Exercise material ::
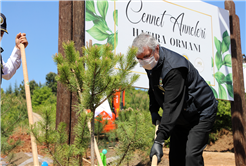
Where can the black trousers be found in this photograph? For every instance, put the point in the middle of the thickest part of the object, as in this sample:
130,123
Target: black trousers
187,142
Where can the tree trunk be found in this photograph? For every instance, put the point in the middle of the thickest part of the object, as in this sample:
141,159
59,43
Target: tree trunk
238,106
92,140
71,27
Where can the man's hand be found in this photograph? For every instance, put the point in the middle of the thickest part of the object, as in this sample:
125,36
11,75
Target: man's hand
155,116
156,150
21,38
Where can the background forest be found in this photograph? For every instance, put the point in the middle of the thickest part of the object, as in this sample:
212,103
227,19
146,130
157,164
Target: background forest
135,114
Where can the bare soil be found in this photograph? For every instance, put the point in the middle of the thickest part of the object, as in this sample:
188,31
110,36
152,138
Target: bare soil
219,153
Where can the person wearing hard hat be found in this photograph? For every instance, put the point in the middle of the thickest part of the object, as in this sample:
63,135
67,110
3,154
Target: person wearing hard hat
9,68
188,103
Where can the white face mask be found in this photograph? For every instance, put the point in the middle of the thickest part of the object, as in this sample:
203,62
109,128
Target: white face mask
149,63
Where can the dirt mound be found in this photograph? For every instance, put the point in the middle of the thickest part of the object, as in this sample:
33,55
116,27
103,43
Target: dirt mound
223,144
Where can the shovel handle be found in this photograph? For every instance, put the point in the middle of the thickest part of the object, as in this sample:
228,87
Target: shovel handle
154,158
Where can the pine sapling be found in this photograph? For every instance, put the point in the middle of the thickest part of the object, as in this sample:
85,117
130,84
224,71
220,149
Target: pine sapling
93,76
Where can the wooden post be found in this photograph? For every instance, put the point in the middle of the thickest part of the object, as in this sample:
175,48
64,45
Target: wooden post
71,27
29,104
238,106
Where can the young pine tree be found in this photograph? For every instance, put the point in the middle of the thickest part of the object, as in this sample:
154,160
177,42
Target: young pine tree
93,75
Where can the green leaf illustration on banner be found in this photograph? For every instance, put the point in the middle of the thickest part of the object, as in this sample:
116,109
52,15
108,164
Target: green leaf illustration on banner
217,44
101,25
227,60
214,91
224,45
212,59
89,16
97,44
97,34
230,90
226,42
220,77
111,40
102,6
225,34
115,15
218,60
90,6
228,79
101,31
222,92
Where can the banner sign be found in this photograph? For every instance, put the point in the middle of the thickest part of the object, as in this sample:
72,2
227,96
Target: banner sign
196,30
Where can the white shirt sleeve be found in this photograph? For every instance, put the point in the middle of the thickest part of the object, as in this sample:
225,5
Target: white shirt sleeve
13,63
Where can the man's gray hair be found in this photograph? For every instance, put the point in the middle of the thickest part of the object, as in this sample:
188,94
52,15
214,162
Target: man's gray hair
144,40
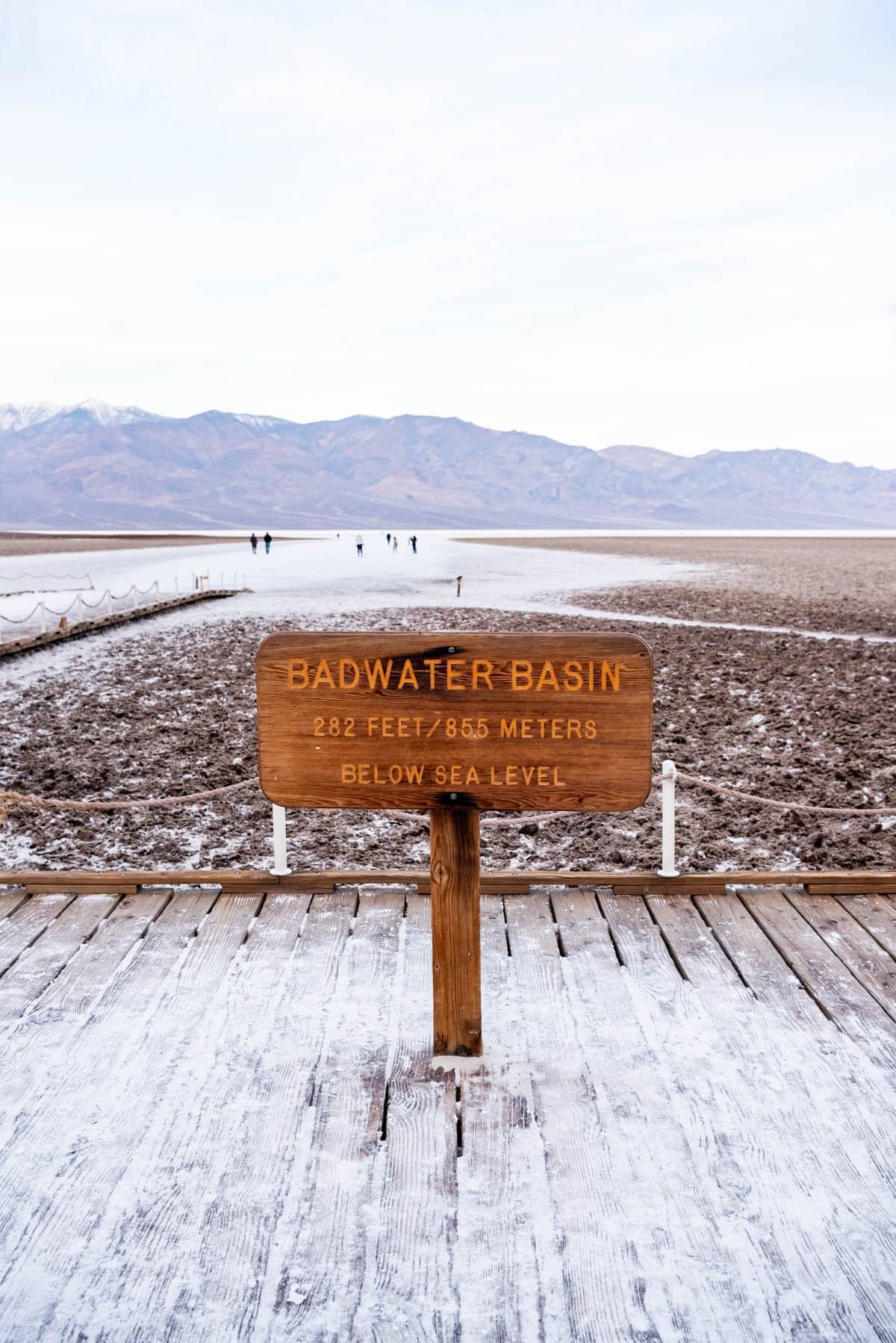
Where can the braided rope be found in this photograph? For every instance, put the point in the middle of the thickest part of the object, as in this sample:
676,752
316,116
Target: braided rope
31,802
739,795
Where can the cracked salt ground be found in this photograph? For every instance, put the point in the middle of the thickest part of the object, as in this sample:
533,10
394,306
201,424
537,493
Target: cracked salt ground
78,725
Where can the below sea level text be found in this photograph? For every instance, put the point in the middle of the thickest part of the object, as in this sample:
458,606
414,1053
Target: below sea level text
455,775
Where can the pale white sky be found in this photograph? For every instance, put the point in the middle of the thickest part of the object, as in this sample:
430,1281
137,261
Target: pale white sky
606,222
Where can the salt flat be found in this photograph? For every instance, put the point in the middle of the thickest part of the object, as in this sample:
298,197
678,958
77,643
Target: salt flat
326,574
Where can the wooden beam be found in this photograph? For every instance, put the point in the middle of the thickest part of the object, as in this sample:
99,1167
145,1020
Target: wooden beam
632,883
457,997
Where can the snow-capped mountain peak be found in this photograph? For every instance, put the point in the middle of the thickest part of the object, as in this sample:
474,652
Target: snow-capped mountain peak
23,415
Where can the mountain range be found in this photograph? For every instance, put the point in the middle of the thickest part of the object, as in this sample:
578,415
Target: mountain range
96,466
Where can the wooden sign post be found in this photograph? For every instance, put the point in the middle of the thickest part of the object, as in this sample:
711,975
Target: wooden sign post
455,725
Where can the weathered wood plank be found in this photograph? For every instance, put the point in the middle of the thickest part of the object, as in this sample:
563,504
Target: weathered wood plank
877,915
11,900
210,1117
408,1288
759,964
768,1201
849,1248
40,964
20,928
87,1129
317,1275
660,1161
874,967
824,976
508,1252
602,1276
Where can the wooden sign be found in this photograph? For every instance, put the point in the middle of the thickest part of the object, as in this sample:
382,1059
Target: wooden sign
455,723
494,722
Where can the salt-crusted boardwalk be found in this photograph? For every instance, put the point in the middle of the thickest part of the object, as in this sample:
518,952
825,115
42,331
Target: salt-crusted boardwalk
220,1119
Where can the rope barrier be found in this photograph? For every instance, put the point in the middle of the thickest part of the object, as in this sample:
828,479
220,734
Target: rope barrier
31,802
739,795
18,578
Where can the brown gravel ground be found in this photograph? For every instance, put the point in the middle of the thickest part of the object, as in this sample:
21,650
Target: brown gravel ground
808,583
155,713
34,543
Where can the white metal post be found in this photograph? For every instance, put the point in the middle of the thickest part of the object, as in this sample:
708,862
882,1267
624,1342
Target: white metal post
281,866
668,821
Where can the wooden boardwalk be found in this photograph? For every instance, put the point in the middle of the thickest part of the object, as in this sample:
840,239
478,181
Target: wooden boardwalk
60,634
220,1119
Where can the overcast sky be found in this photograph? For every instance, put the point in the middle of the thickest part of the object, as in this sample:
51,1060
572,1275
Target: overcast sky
606,222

Task objective :: Having found the line that contains "Target: wooden sign post", set down that line and all the rest through the end of the records, exactly.

Result for this exercise ::
Target: wooden sign post
455,725
Where can the weathered wood plank be found in this photograph? For every instance, put the point in the middle of the thickest part of the object, as in this sample:
563,504
Target: weathered wood plank
877,915
11,900
210,1117
408,1288
759,964
768,1201
849,1248
40,964
20,928
87,1129
317,1275
660,1161
874,967
824,976
508,1252
602,1276
Where can the wooden sign be found in this photograph? For every instance, put the point in the middle of the thickest part of the object, as in this sample:
382,1059
Target: wooden sign
455,723
494,722
Where can the salt-crusted boardwalk be found in this photograph? For every instance, put the point in the middle of the thickest part of the object, as in this sample:
518,952
825,115
42,331
Target: salt-crusted boardwalk
220,1119
Where can the rope barrier be found in this photograph? For every instance, put the point in the middle of the thickest part of the object, as in this sample:
828,479
220,734
Target: rope barrier
31,802
739,795
18,578
Where can the brown gravel ground be found in this photograph? For every instance, put the point in the middle of the thickest part of the object, as in this sample:
21,650
Target: brown gravel ground
808,583
155,713
34,543
Where can the white metal post be found in this photograph? For every instance, put the point in the middle of the thickest part of the object, as in this sample:
708,862
882,1267
624,1342
Target: white metal post
281,866
668,821
Where can the wooden boardwalk be found in this photograph? For every instance, put the point in the middle of the thickest part of the object, as in this sample:
840,239
478,181
Target: wooden boardwalk
60,634
220,1119
Where can the overcast sky be found in this photograph? For every instance, put the point in the middle of the thickest part of the object, as in this sample:
51,1060
572,1275
Target: overcast sky
606,222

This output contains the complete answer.